* start Data *
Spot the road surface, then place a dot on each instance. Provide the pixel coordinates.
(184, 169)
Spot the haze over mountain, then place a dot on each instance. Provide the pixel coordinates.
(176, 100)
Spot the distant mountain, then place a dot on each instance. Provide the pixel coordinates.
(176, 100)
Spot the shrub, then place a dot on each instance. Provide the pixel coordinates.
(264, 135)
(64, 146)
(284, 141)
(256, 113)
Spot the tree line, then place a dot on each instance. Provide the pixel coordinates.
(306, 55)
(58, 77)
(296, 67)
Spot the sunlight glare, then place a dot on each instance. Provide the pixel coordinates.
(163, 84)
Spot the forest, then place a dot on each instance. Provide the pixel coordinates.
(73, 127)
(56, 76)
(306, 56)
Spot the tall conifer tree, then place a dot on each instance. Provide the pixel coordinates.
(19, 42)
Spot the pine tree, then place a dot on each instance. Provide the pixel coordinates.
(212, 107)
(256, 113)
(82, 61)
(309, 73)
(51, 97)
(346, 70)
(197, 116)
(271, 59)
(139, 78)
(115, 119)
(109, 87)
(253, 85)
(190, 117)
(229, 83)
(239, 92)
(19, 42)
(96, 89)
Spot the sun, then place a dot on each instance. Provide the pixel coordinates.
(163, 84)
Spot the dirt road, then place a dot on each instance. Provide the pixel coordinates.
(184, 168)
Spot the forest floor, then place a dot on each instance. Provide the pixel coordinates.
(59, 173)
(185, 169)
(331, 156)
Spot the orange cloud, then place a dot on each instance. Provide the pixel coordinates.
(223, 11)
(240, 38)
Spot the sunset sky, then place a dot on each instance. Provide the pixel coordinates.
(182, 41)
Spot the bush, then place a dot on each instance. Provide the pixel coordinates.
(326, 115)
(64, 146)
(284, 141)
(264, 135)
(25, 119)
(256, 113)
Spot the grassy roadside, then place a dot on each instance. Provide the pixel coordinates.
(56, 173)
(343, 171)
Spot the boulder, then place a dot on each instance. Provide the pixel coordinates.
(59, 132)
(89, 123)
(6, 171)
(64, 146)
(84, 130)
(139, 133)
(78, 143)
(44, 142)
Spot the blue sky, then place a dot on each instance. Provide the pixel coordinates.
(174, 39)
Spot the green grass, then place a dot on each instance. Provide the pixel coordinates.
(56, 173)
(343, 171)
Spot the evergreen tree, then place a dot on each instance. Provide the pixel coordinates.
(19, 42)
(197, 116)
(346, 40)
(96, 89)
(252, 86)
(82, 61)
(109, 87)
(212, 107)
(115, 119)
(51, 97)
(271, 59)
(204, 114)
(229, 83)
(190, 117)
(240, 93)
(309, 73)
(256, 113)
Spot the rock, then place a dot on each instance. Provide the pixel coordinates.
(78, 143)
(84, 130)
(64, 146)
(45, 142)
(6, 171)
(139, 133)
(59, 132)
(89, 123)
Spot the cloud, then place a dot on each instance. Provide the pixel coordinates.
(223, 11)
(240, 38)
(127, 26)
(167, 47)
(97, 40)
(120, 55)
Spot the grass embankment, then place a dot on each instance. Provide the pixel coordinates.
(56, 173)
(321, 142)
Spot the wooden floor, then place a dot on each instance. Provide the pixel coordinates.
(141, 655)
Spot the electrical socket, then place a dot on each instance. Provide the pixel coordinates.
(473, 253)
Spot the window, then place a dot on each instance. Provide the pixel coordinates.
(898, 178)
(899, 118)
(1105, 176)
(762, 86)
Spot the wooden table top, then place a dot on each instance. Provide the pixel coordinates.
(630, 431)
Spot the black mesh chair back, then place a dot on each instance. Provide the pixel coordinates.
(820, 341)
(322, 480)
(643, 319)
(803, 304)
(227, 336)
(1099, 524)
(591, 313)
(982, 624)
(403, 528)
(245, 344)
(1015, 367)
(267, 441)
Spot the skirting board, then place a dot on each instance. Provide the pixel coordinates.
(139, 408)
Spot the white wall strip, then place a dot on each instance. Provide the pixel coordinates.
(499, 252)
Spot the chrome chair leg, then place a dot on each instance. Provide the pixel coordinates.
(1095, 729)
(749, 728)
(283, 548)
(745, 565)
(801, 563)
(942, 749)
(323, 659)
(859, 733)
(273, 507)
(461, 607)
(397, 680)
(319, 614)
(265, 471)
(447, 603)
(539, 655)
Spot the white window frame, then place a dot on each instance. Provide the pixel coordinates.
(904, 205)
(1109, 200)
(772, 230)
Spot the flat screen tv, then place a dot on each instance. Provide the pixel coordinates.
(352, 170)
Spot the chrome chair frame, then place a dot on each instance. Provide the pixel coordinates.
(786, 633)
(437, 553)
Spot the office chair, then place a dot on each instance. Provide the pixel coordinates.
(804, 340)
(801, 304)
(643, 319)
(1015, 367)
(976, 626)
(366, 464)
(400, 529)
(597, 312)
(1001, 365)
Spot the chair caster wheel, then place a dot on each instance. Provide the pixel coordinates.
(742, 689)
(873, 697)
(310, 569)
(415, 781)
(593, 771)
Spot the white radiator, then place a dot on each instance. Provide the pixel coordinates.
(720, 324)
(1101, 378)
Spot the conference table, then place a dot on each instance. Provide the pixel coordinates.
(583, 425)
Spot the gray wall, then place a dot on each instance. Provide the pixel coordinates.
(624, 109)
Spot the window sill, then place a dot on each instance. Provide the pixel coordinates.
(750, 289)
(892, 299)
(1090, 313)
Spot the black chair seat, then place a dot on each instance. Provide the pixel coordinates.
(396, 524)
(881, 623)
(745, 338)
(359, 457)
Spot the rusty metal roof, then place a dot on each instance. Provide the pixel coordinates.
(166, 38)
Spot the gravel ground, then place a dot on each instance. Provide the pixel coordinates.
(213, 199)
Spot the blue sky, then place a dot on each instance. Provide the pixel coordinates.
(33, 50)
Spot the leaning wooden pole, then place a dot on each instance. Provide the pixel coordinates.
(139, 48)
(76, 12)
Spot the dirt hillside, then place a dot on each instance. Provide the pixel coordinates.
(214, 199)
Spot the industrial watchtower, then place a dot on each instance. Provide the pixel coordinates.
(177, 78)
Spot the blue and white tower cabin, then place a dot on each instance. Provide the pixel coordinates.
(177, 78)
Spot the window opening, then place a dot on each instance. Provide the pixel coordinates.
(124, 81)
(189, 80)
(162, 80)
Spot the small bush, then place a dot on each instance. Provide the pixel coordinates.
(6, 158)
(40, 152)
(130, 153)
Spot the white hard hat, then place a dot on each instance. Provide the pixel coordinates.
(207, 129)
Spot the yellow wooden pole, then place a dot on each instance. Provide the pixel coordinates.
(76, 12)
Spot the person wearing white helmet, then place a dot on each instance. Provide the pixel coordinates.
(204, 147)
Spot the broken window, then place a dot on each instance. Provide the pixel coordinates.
* end Data *
* start Data *
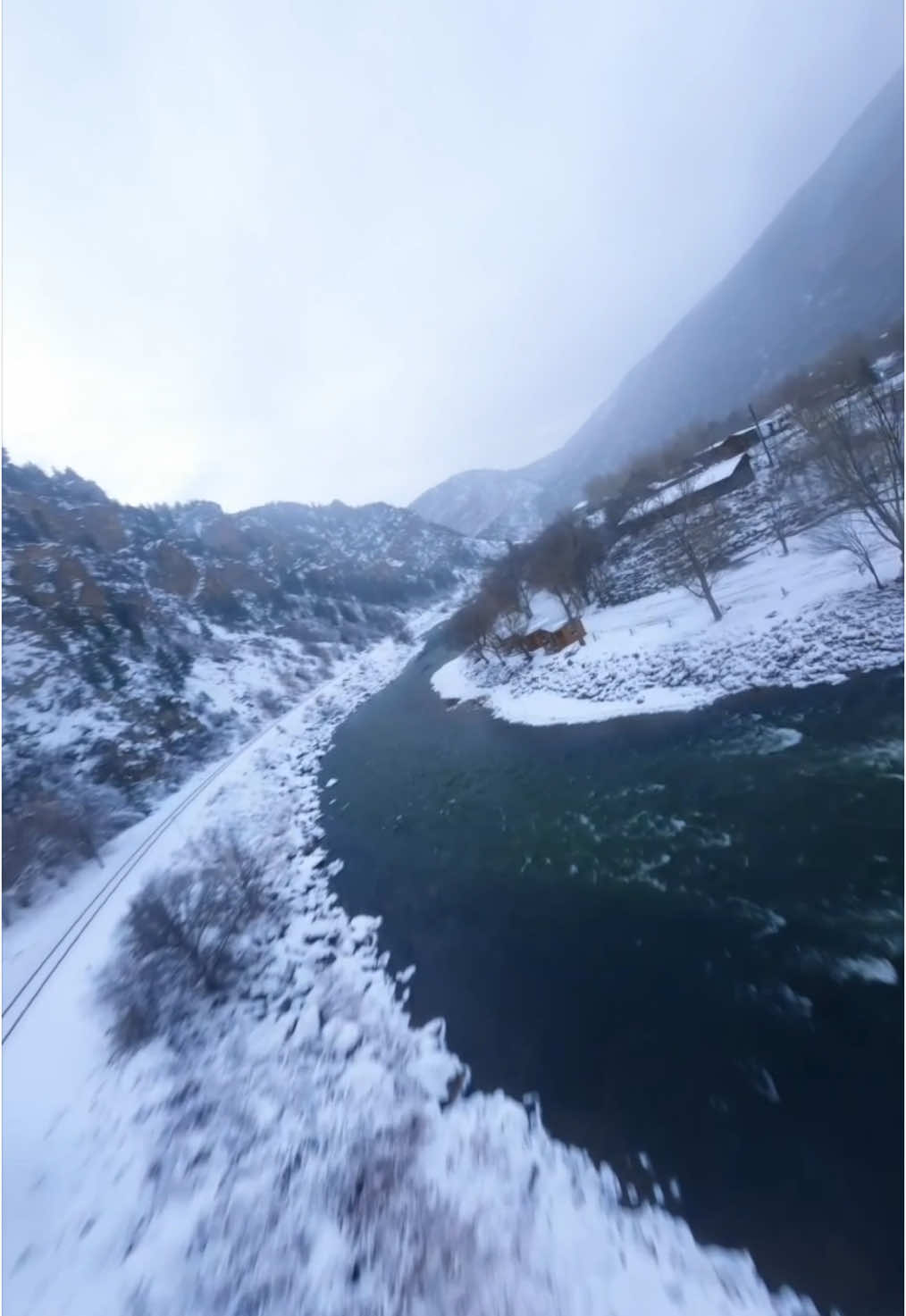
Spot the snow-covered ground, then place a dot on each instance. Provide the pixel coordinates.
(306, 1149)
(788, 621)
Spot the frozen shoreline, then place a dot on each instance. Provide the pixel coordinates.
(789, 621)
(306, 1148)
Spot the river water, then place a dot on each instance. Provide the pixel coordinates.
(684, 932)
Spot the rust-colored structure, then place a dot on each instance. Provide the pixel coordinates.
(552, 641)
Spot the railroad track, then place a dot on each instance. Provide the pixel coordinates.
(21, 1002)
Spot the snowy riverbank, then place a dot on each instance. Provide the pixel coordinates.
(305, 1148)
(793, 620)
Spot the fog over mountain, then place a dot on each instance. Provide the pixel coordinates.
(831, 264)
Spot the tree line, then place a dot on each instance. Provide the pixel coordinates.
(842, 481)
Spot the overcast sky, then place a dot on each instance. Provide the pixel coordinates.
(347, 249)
* end Data *
# [Given instruction]
Identify every line in the material that contains the word "floor", and copy each one in full. Case counts.

# [Answer for this exercise]
Spot the forest floor, then place a dot on each instance. Provide the pixel coordinates.
Spot the wooden floor, then place a dot on each instance. Provide the pixel coordinates.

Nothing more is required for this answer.